• _Task instructions_
Report each row below that contains the word "marker", copying those rows in full. Case matters.

• _Items_
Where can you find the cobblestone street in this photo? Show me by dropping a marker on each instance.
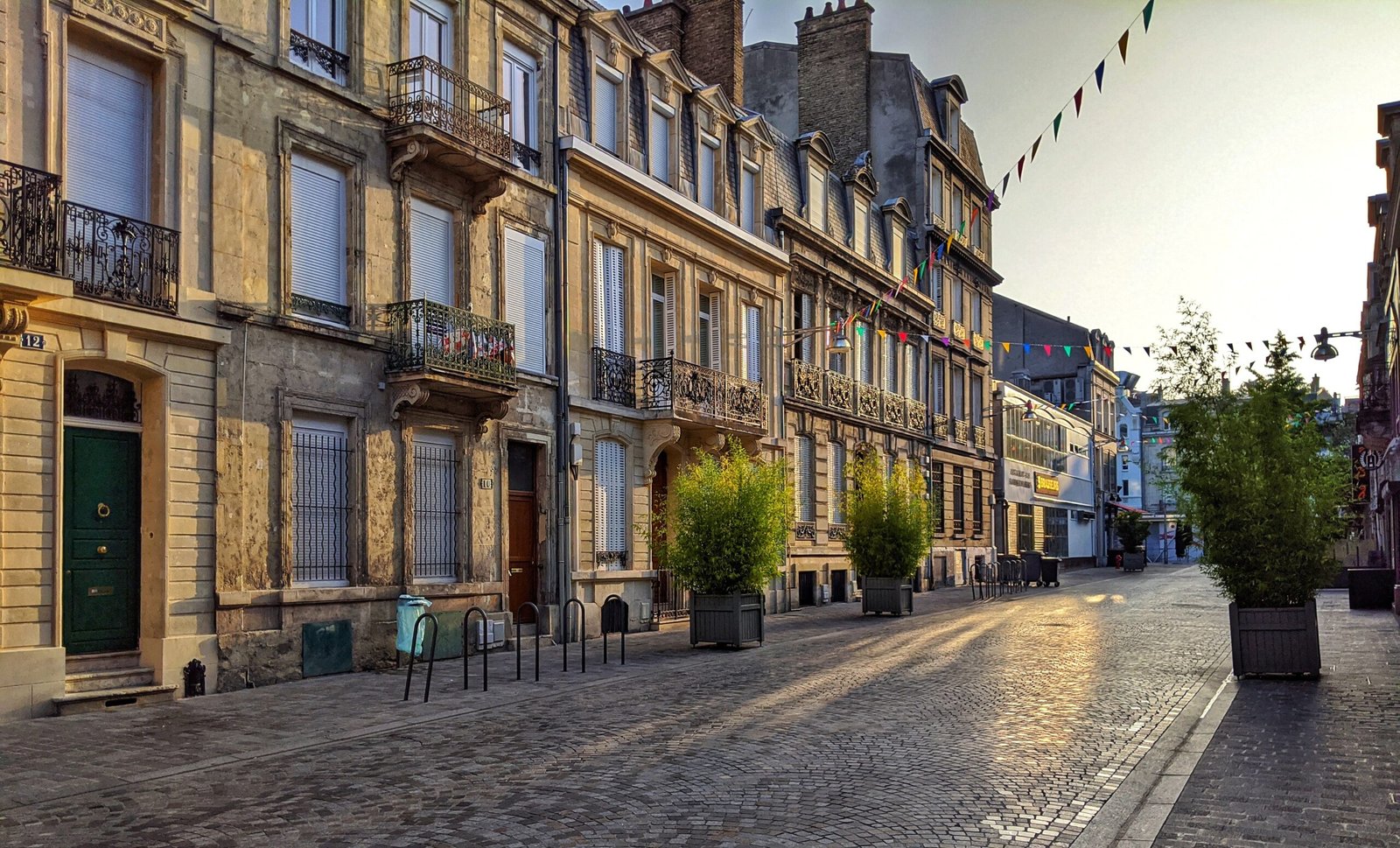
---
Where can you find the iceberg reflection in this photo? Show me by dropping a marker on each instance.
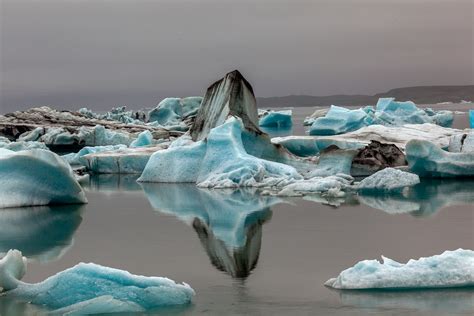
---
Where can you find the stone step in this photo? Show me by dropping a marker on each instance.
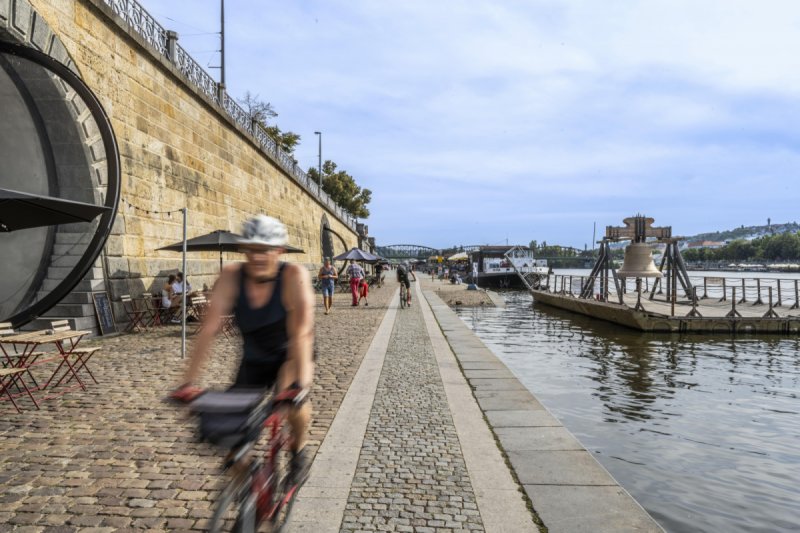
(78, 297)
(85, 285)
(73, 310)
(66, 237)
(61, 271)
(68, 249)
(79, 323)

• _The answer_
Where can you find the cobblestone street in this photo? Show me by dropping a marker on each instance.
Where can you find the iceberg reflection in this photo? Show me by dropping a marker on each instance.
Where can you find the stone step in this photo? Show me by dropping a marker on each instance.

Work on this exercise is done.